**PASSAGE TO READ**
◇ ◇ ◇ ◇ ◇

Sourcery Usage Guide

What Sourcery Is

Sourcery is both:

A Python library you import (import sourcery) to run schema-first extraction.
A reference project with ingestion adapters, HTML reviewer UI, and runnable integration scripts.

Use it as a library inside your app, and use this repository as a production template.

When To Use Sourcery

Use Sourcery when you need:

typed extraction contracts (Pydantic models),
grounded spans (char_start, char_end) for every extraction,
deterministic chunking/alignment/merge behavior,
optional document-level reconciliation into canonical claims,
human review/export workflows.

Install

Python requirement: >=3.12

Minimal runtime:

uv sync

With ingestion adapters (PDF/OCR/URL HTML):

uv sync --extra ingest

With dev tooling:

uv sync --extra dev --extra ingest

Set provider credentials for the model route you use in RuntimeConfig.model (for example DEEPSEEK_API_KEY, OPENAI_API_KEY, ANTHROPIC_API_KEY, etc.).

Core Public API

Import-level API (sourcery/__init__.py):

extract(request: ExtractRequest, engine: SourceryEngine | None = None) -> ExtractResult
aextract(request: ExtractRequest, engine: SourceryEngine | None = None) -> ExtractResult
extract_from_sources(sources, *, task, runtime, options=None, engine=None) -> ExtractResult
aextract_from_sources(...) -> ExtractResult
SourceryEngine with .extract(...), .aextract(...), .replay_run(...)

Data Contracts You Define

1) `EntitySpec`

name: str
attributes_model: type[BaseModel]

2) `EntitySchemaSet`

entities: list[EntitySpec]

3) `ExtractionTask`

instructions: str
schema: EntitySchemaSet
examples: list[ExtractionExample]
strict_example_alignment: bool = True

4) `ExtractRequest`

documents: list[SourceDocument] | str
task: ExtractionTask
options: ExtractOptions = ExtractOptions()

◇ ◇ ◇ ◇ ◇

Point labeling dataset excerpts
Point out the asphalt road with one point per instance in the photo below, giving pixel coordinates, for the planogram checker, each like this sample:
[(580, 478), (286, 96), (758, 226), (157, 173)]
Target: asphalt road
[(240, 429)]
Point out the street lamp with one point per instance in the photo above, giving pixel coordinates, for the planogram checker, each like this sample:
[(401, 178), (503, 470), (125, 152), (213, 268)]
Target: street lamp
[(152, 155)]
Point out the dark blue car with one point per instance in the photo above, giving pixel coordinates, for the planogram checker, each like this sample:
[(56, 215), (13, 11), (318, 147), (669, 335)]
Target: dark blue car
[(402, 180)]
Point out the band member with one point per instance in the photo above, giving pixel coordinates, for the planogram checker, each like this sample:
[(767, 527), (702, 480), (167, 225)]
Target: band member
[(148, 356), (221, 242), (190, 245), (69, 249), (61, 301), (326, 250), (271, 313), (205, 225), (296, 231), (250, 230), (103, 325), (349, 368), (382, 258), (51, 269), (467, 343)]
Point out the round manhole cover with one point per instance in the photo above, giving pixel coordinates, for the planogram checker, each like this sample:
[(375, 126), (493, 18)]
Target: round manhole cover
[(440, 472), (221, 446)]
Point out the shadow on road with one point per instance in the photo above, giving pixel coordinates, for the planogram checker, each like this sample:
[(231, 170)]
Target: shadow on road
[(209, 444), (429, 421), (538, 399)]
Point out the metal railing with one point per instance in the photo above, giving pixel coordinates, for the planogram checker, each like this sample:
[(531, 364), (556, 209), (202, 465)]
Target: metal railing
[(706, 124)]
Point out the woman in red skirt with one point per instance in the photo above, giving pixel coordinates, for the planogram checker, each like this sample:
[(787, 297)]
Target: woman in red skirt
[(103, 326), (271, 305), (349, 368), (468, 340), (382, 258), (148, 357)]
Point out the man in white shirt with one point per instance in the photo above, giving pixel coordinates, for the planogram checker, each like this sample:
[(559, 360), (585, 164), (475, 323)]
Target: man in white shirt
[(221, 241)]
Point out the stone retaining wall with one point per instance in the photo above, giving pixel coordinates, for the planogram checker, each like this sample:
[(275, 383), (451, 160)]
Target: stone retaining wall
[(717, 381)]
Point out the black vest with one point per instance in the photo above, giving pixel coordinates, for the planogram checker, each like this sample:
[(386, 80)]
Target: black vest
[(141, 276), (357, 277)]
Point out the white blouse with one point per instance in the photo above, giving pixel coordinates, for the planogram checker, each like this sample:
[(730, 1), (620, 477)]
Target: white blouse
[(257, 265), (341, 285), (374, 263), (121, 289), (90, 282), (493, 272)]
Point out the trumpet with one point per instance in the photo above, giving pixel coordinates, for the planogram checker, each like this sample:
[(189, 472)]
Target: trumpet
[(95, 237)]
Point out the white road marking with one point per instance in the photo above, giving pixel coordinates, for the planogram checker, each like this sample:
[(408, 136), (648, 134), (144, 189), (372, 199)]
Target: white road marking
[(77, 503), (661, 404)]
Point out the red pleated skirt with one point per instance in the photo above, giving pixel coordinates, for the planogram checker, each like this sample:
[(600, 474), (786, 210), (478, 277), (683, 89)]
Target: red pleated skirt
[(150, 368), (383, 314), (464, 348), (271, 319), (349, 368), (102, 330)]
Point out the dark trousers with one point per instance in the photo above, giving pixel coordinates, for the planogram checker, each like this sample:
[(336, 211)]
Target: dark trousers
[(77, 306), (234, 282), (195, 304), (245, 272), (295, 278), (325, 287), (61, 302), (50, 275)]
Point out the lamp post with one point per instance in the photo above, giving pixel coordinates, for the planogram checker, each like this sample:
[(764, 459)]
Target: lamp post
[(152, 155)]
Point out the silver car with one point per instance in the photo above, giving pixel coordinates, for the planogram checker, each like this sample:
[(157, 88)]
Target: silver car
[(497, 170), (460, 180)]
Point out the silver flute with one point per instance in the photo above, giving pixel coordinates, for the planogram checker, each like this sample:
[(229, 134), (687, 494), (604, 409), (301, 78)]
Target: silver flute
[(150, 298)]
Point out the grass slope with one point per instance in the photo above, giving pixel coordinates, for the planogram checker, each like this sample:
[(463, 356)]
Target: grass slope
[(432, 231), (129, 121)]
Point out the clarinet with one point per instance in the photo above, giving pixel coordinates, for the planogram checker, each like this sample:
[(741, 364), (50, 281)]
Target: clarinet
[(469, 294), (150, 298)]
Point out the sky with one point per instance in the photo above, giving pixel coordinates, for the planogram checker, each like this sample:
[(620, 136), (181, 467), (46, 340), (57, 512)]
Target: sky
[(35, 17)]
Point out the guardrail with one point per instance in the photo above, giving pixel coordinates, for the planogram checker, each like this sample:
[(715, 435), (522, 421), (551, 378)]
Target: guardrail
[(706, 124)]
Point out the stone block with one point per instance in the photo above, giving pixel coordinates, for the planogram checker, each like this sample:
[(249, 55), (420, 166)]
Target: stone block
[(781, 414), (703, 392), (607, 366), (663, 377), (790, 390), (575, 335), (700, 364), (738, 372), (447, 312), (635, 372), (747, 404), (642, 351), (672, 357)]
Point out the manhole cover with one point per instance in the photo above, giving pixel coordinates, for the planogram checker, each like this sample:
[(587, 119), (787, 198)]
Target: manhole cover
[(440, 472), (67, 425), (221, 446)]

◇ ◇ ◇ ◇ ◇

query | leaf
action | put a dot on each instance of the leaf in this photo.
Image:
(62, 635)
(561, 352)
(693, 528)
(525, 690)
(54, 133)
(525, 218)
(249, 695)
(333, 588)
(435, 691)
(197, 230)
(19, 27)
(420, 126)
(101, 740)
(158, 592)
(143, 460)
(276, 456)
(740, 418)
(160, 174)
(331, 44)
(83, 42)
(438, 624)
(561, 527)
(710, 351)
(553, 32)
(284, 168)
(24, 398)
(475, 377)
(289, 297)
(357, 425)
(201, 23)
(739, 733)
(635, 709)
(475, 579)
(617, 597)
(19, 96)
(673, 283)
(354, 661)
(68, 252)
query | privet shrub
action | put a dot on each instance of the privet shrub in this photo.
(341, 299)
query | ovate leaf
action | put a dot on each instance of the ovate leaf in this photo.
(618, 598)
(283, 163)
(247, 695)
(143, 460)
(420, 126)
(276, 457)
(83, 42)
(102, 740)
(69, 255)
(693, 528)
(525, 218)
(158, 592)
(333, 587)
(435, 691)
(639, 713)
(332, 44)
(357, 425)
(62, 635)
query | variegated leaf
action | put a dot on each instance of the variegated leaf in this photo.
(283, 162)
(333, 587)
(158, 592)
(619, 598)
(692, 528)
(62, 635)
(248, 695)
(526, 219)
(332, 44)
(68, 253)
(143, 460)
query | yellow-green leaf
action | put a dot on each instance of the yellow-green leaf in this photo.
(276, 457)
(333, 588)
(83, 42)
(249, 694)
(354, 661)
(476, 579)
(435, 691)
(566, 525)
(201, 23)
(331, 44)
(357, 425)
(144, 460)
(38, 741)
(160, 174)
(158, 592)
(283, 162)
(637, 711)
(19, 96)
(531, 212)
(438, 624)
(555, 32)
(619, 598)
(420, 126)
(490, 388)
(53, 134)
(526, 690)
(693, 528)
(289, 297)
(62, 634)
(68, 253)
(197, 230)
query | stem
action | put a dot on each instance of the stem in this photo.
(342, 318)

◇ ◇ ◇ ◇ ◇

**DIRECTIONS**
**a)** According to the Sourcery usage guide, which Python version is required?
**b)** In the Sourcery usage guide, list every field given for `ExtractionTask`, with its type.
**c)** Echo the Sourcery usage guide between "entities: list[EntitySpec]" and "ExtractOptions = ExtractOptions()", inclusive.

**ANSWERS PROVIDED**
**a)** Python >=3.12

**b)**
instructions: str
schema: EntitySchemaSet
examples: list[ExtractionExample]
strict_example_alignment: bool = True

**c)**
entities: list[EntitySpec]

3) `ExtractionTask`

instructions: str
schema: EntitySchemaSet
examples: list[ExtractionExample]
strict_example_alignment: bool = True

4) `ExtractRequest`

documents: list[SourceDocument] | str
task: ExtractionTask
options: ExtractOptions = ExtractOptions()